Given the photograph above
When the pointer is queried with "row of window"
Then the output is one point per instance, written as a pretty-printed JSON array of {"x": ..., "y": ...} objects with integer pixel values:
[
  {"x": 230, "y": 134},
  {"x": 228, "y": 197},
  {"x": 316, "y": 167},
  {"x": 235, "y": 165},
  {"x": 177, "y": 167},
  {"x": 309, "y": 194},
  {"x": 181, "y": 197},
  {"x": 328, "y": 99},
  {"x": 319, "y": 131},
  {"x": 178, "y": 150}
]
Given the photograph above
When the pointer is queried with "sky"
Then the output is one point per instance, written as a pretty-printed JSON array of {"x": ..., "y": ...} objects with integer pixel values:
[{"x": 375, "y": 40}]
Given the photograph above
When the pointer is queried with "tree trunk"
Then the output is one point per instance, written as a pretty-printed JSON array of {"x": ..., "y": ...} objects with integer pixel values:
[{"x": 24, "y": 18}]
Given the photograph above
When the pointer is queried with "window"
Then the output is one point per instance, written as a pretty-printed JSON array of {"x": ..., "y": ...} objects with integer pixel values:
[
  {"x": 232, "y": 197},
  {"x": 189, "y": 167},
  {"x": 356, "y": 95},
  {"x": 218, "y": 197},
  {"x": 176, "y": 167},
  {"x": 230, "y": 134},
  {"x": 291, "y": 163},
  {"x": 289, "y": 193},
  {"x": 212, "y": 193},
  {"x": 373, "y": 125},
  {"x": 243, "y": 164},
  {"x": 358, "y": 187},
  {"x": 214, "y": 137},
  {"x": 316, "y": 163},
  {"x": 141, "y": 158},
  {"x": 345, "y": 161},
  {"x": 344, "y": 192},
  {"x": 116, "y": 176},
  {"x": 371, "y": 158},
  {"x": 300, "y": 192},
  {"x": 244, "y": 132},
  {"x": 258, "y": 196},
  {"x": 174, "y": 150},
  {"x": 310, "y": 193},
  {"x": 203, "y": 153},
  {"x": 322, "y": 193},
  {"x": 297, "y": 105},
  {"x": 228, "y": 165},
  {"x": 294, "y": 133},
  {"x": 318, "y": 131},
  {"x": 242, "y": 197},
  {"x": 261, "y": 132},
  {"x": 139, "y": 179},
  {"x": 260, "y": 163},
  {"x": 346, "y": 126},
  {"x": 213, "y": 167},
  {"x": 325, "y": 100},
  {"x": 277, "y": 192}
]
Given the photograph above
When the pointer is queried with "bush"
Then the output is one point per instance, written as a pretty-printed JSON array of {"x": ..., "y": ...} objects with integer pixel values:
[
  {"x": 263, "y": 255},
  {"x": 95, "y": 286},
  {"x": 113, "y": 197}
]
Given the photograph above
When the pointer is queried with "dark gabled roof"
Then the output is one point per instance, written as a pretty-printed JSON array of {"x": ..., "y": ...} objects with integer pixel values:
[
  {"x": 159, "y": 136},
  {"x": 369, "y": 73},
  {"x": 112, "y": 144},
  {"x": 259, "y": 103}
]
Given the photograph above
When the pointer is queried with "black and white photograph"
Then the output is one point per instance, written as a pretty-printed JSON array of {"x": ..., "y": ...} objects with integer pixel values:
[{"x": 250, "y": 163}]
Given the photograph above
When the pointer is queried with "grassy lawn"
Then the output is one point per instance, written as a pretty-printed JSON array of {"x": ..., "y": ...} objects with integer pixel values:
————————
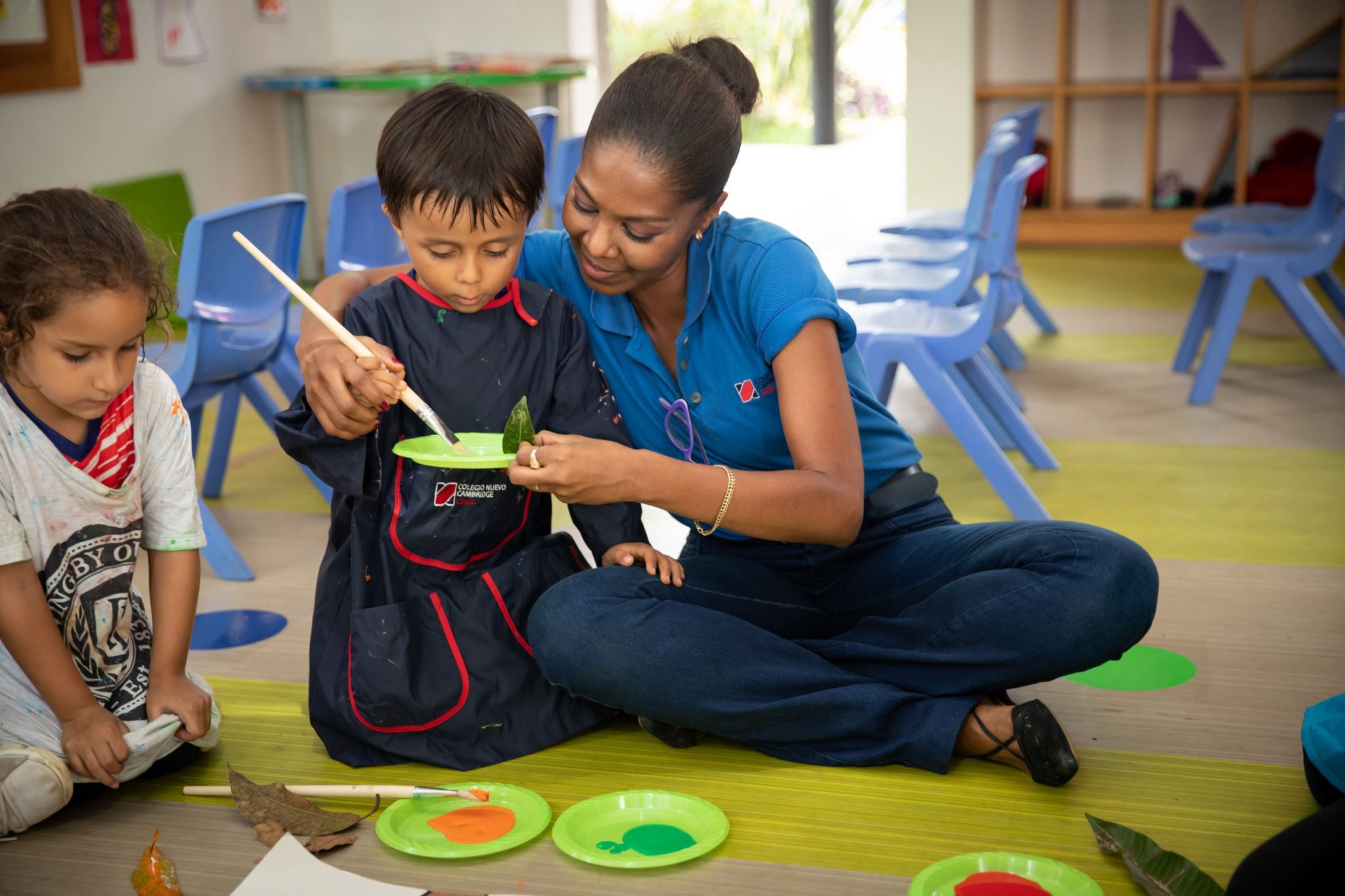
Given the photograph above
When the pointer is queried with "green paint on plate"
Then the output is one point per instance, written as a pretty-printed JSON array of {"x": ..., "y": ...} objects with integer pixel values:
————————
# CONSIGNES ET EXIGENCES:
En tenant compte de la casse, combien comptez-vous de lignes des enregistrements contenant la chaîne « window » ? Indiquez seulement ce nombre.

# RÉSULTAT:
2